* TASK REQUIREMENTS *
Reproduce verbatim the items from the line containing "white shirt, written as integer pixel values." through the last line of the items, including both ends.

* INFORMATION GIVEN *

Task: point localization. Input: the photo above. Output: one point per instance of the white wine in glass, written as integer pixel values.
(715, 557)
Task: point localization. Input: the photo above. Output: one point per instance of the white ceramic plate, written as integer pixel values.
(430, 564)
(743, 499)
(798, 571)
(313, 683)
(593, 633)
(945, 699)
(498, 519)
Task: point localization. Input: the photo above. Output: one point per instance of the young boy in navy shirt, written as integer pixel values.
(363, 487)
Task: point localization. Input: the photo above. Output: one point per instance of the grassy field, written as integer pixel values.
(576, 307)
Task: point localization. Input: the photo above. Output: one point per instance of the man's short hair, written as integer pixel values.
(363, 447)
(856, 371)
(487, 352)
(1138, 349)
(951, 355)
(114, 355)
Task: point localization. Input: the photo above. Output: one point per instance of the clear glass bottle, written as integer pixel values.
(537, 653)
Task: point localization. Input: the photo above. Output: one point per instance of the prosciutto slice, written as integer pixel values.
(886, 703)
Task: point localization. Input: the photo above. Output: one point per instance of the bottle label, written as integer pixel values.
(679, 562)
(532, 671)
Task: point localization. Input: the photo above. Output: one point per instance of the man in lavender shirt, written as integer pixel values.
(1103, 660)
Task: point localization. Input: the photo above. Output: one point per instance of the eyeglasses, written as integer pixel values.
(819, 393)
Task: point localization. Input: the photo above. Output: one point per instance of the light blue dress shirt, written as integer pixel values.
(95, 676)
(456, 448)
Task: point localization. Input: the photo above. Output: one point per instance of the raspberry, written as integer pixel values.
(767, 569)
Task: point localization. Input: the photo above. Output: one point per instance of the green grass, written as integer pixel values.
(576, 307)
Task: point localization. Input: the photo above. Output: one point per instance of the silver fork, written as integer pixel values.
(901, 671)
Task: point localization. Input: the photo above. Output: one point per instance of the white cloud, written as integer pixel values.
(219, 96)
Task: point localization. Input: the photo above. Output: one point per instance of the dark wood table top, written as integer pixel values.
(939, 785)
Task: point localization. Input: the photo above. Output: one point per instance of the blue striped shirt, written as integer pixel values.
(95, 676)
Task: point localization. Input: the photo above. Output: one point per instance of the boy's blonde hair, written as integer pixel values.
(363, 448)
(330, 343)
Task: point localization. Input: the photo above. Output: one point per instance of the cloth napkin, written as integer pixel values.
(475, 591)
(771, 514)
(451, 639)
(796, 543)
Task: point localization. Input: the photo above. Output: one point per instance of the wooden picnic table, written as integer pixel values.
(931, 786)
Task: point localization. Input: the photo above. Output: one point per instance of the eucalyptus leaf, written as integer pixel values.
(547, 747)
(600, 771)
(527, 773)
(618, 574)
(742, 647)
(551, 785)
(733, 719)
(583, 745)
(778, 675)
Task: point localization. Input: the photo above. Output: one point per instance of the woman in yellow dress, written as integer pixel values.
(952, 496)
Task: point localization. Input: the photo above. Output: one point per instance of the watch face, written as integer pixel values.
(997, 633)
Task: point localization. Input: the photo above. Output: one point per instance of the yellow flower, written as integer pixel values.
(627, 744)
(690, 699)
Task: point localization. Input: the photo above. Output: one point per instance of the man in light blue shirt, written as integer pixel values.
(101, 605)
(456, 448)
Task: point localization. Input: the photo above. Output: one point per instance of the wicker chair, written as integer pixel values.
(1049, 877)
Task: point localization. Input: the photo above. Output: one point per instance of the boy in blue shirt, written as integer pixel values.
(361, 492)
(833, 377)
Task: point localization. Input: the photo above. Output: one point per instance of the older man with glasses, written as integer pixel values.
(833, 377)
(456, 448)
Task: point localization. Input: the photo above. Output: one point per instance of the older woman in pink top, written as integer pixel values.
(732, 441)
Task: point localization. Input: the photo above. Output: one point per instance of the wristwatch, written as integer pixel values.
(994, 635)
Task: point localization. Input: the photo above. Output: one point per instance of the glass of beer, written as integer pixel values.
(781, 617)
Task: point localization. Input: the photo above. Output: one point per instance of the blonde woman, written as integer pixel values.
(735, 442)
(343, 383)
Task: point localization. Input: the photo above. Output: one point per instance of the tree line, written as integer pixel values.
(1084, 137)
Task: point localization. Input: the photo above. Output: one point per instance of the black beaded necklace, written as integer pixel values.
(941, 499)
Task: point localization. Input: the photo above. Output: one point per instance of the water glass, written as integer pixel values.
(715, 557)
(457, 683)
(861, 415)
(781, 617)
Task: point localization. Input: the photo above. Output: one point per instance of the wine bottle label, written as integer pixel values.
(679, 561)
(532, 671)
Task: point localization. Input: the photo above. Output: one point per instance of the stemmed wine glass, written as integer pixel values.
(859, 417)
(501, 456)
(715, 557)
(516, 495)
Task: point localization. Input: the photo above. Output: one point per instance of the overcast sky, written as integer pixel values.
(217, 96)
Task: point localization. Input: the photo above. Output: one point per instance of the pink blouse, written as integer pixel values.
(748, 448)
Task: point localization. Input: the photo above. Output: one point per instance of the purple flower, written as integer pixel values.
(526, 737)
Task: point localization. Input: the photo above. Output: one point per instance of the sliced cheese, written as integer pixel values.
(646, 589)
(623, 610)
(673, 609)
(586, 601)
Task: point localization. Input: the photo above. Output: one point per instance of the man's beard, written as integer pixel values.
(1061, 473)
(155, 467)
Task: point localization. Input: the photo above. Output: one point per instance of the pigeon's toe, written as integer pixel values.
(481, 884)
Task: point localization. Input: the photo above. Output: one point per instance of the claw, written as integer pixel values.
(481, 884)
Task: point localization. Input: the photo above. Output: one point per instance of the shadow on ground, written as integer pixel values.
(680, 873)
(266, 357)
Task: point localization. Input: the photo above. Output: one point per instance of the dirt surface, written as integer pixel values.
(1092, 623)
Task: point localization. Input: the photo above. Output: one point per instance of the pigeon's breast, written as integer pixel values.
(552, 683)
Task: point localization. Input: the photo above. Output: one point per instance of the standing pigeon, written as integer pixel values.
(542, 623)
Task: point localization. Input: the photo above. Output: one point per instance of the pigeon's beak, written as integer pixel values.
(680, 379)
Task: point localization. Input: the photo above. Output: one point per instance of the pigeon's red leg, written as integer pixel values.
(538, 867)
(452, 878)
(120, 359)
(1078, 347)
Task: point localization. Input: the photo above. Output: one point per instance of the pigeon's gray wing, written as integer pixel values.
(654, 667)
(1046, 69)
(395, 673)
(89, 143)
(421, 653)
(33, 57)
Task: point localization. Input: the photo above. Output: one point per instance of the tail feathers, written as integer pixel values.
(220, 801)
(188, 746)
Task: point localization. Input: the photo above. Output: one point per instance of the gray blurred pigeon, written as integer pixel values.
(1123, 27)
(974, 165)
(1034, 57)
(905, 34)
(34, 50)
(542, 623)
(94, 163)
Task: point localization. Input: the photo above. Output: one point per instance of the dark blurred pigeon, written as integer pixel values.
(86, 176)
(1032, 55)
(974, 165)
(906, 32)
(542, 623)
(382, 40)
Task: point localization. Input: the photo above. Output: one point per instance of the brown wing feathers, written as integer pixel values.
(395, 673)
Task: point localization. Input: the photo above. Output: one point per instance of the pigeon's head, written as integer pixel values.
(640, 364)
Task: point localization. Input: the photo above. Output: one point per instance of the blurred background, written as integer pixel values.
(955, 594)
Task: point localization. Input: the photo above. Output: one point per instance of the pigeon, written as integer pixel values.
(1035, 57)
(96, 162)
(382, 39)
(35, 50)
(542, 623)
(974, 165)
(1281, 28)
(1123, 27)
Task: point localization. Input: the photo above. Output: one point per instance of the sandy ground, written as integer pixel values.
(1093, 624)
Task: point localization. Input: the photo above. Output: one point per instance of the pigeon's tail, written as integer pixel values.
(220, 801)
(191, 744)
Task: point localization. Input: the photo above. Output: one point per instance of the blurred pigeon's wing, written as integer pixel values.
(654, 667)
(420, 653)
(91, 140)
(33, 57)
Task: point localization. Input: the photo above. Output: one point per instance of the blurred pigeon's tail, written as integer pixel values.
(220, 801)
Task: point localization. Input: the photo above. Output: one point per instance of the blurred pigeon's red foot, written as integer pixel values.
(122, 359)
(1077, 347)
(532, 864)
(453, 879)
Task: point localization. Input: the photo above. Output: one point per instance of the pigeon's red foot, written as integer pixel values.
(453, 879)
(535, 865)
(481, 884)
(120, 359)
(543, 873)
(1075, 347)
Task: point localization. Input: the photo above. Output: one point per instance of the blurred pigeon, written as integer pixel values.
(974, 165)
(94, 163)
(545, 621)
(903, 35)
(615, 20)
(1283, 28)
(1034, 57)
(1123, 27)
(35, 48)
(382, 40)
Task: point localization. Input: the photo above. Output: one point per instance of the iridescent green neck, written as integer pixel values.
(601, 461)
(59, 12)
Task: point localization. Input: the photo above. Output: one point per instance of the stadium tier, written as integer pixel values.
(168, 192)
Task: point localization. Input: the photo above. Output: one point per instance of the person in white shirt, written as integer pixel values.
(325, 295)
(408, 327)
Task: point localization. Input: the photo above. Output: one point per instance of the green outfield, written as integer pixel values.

* RESPONSE TO THE TASK *
Task: point localization. Input: the photo above. Output: one point per instance of the person in white shirt, written as integer pixel values.
(325, 295)
(408, 327)
Task: point localization. Input: the photo above. Output: one point per instance of the green outfield, written as integer pixel values.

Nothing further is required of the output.